**Document extract**

Copyright	(c) 2020 Composewell Technologies
License	Apache-2.0
Maintainer	streamly@composewell.com
Stability	experimental
Portability	GHC
Safe Haskell	None
Language	Haskell2010

Streamly.LZ4

Contents

Configuration
Combinators

Description

Streaming APIs for LZ4 (https://github.com/lz4/lz4) compression and decompression.

A compressed LZ4 object (e.g. a file) may be represented by a sequence of one or more LZ4 frames defined by the LZ4 frame format. A frame consists of a frame header followed by a number of compressed blocks and a frame footer. The frame header defines the attributes of the compression method and the blocks in the frame. For example, the blocks may be independently compressed or future blocks may depend on the past blocks. It may also describe the maximum size of the blocks in the frame and use of some optional features.

This module exposes combinators to only compress or decompress the stream of blocks in a frame and not the frame itself. See the Streamly.Internal.LZ4 module for an experimental frame parsing function.

How the blocks are encoded, depends on the attributes specified in the frame header. We provide a BlockConfig parameter to specify those options when decoding or encoding a stream of blocks. Assuming you have parsed the frame, you can set the BlockConfig accordingly to parse the stream of blocks appropriately.

Please build with fusion-plugin for best performance. See the streamly build guide for more details.

The APIs are not yet stable and may change in future.

Synopsis

data BlockConfig
defaultBlockConfig :: BlockConfig
data BlockSize
- = BlockHasSize
- | BlockMax64KB
- | BlockMax256KB
- | BlockMax1MB
- | BlockMax4MB
setBlockMaxSize :: BlockSize -> BlockConfig -> BlockConfig
compressChunks :: MonadIO m => BlockConfig -> Int -> SerialT m (Array Word8) -> SerialT m (Array Word8)
decompressChunks :: MonadIO m => BlockConfig -> SerialT m (Array Word8) -> SerialT m (Array Word8)

Configuration

data BlockConfig Source #

Defines the LZ4 compressed block format. Please note that the Uncompressed length field is optional and not in the LZ4 specification.

 ----------------------------------------------------------------------
| Compressed length | Uncompressed length | Data | Checksum            |
|       (4 byte)    | (4 byte) (optional) |      | (4 byte) (optional) |
 ----------------------------------------------------------------------

Compressed length is the length of the Data field only. Uncompressed length is present only when the setBlockMaxSize is set to BlockHasSize. Checksum is present when setBlockChecksum is set to True. The 4-byte fields are stored in machine byte order.

defaultBlockConfig :: BlockConfig Source #

The default settings are:

data BlockSize Source #

Maximum uncompressed size of a data block.

**Aim A**
Write out the part of the Streamly.LZ4 documentation starting with "Defines the LZ4" and going on through "machine byte order.".
**Aim B**
Carry the Streamly.LZ4 documentation forward from its last line.

**Dataset content**
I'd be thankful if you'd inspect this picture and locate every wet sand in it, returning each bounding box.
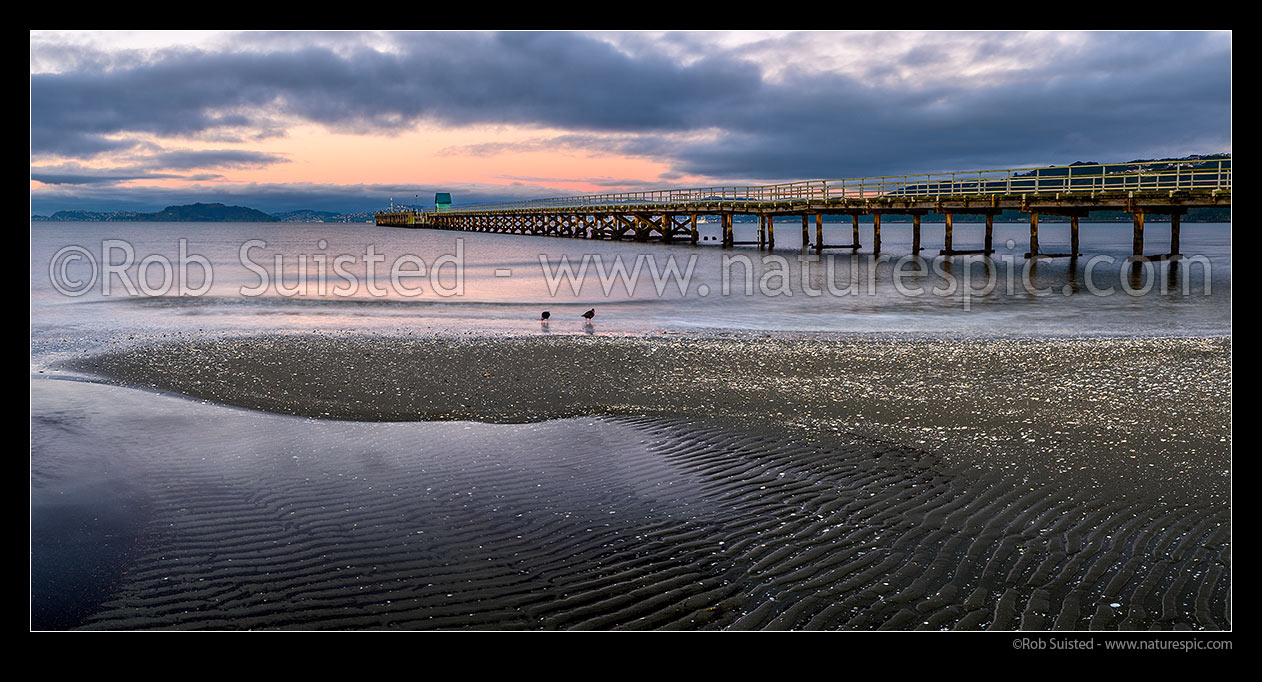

**Answer A**
Defines the LZ4 compressed block format. Please note that the Uncompressed length field is optional and not in the LZ4 specification.

 ----------------------------------------------------------------------
| Compressed length | Uncompressed length | Data | Checksum            |
|       (4 byte)    | (4 byte) (optional) |      | (4 byte) (optional) |
 ----------------------------------------------------------------------

Compressed length is the length of the Data field only. Uncompressed length is present only when the setBlockMaxSize is set to BlockHasSize. Checksum is present when setBlockChecksum is set to True. The 4-byte fields are stored in machine byte order.

**Answer B**
Constructors

BlockHasSize	Block header has uncompressed size after the compressed size field. Please note that this option is not in the LZ4 specification.
BlockMax64KB
BlockMax256KB
BlockMax1MB
BlockMax4MB

setBlockMaxSize :: BlockSize -> BlockConfig -> BlockConfig Source #

Set the maximum uncompressed size of the data block.

Combinators

compressChunks :: MonadIO m => BlockConfig -> Int -> SerialT m (Array Word8) -> SerialT m (Array Word8) Source #

compressChunks config speedup stream compresses an input stream of Array word8 using the configuration defined by config. The resulting stream is of type Array Word8 where each array represents a compressed input block. Each input array becomes one compressed block.

speedup is a compression speedup factor, more the value of speedup faster the compression but the size of compressed data may increase. The factor should be between 1 and 65537 inclusive, if it is less than 1 it is set to 1 if it is more than 65537 then it is set to 65537.

LZ4 does not allow an uncompressed block of size more than 2,113,929,216 (0x7E000000) bytes (a little less than 2GiB). If the compressed block length is more than maximum uncompressed block length (approximately 2GiB) it would result in a decompression error.

See BlockConfig for more details about the format of the compressed block.

Since 0.1.0

decompressChunks :: MonadIO m => BlockConfig -> SerialT m (Array Word8) -> SerialT m (Array Word8) Source #

Decompress a stream of Array Word8 compressed using LZ4 stream compression. See compressChunks for the format of the input blocks. The input chunks could be of any size, they are resized to the appropriate block size before decompression based on block headers. The decompressed output arrays correspond to one compressed block each.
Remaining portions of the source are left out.